== Problem details ==
Please retype every one of the items below, character for character, changing nothing.

== Information provided ==
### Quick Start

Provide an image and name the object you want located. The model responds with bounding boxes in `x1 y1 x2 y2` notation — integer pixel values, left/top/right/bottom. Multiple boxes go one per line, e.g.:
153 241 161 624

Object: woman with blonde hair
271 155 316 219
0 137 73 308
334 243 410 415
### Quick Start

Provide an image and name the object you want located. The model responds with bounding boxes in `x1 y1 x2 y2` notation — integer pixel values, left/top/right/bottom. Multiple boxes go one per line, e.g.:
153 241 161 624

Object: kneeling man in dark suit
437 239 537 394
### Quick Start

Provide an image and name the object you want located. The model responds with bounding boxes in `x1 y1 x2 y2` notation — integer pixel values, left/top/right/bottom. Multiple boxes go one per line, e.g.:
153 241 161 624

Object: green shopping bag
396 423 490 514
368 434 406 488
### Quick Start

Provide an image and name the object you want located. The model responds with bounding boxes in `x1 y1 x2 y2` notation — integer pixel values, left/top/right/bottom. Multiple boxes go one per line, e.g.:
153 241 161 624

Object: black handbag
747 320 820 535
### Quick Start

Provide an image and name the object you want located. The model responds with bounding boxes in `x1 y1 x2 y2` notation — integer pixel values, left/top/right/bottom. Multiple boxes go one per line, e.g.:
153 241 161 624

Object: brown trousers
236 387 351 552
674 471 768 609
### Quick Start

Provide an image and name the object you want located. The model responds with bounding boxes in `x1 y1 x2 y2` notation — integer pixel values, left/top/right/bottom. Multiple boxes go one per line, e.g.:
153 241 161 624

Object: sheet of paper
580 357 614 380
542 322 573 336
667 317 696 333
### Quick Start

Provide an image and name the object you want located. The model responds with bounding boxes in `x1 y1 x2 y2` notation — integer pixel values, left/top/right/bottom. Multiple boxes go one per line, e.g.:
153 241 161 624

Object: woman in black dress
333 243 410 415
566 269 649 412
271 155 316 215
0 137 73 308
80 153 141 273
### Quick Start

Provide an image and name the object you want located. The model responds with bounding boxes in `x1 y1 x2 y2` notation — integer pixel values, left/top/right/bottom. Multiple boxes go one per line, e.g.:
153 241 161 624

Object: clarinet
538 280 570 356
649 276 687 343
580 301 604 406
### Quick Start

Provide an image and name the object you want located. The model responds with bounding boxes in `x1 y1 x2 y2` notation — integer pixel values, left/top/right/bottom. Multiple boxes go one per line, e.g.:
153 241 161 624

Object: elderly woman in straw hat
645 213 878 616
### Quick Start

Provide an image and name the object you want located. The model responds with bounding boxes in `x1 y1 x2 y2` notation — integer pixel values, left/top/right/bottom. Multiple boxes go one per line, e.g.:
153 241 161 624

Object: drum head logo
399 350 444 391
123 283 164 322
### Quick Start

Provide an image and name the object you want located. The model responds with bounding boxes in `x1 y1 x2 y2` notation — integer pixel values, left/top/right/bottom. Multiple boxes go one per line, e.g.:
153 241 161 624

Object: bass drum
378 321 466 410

== Finished answer ==
### Quick Start

Provide an image and name the object you want located. The model responds with bounding boxes in `x1 y1 x2 y2` notation — integer pixel values, left/top/right/bottom. Multiple boxes go one per line, e.g.:
153 241 161 624

Object: woman with blonde hair
271 155 316 219
0 137 73 308
334 243 410 415
### Quick Start

Provide an image and name the object you want located. The model responds with bounding boxes in `x1 y1 x2 y2` notation — integer pixel values, left/top/right/bottom. Multiple boxes go one per line, e.g.:
153 241 161 624

Object: kneeling man in dark suit
437 239 537 394
### Quick Start

Provide an image and name the object you want located. The model responds with bounding boxes in `x1 y1 x2 y2` notation — integer pixel values, left/top/right/bottom. Multiple boxes go one per line, e.g.:
153 241 161 624

Object: green shopping bag
396 423 490 514
368 434 406 488
### Quick Start

Provide an image and name the object you want located. The model responds with bounding boxes in `x1 y1 x2 y2` notation — integer pixel values, left/top/right/bottom. Multiple boxes go one per line, e.g.:
153 241 161 624

Object: black handbag
747 320 820 535
### Quick Start

Provide an image and name the object you want located. The model responds with bounding boxes in `x1 y1 x2 y2` notation — integer pixel values, left/top/right/bottom. Multiple boxes go one per line, e.g.:
153 241 161 624

Object: brown trousers
236 387 351 552
674 471 768 609
### Quick Start

Provide an image and name the object you want located. The model responds with bounding boxes in `x1 y1 x2 y2` notation — integer pixel values, left/top/right/bottom. Multiple boxes go one per line, e.g.:
153 241 161 624

Object: sheet of paper
580 357 614 380
542 322 573 336
667 317 696 333
### Quick Start

Provide an image and name the object you want located. The model responds with bounding boxes in `x1 y1 x2 y2` notation — integer pixel values, left/top/right/bottom. Multiple boxes go one per line, e.g.:
153 241 161 624

Object: woman in black dress
333 243 410 415
566 269 649 412
271 155 316 215
0 137 73 308
80 153 141 273
### Quick Start

Provide an image and name the object you want located. The model responds with bounding boxes in `x1 y1 x2 y2` notation — integer pixel values, left/top/right/bottom. Multiple boxes go one per line, e.g.:
153 241 161 624

Object: clarinet
538 280 570 356
649 276 687 343
580 301 604 406
### Quick Start

Provide an image and name the object you want located. The model responds with bounding boxes in `x1 y1 x2 y2` notation — integer pixel values, left/top/right/bottom. Multiple boxes go one per line, e.g.:
153 241 161 624

Object: elderly woman in straw hat
645 213 878 616
### Quick Start

Provide an image and name the object you want located. The model responds with bounding boxes in `x1 y1 x2 y2` notation — integer pixel values, left/top/right/bottom. Multiple boxes go one per line, e.g.:
153 241 161 624

Object: drum head logo
399 350 444 391
123 283 164 322
### Quick Start

Provide an image and name the object you want located. The model responds with bounding boxes in `x1 y1 x2 y2` notation — integer pixel values, left/top/right/bottom. Multiple boxes go one per line, e.g.:
153 241 161 624

Object: bass drum
378 321 466 410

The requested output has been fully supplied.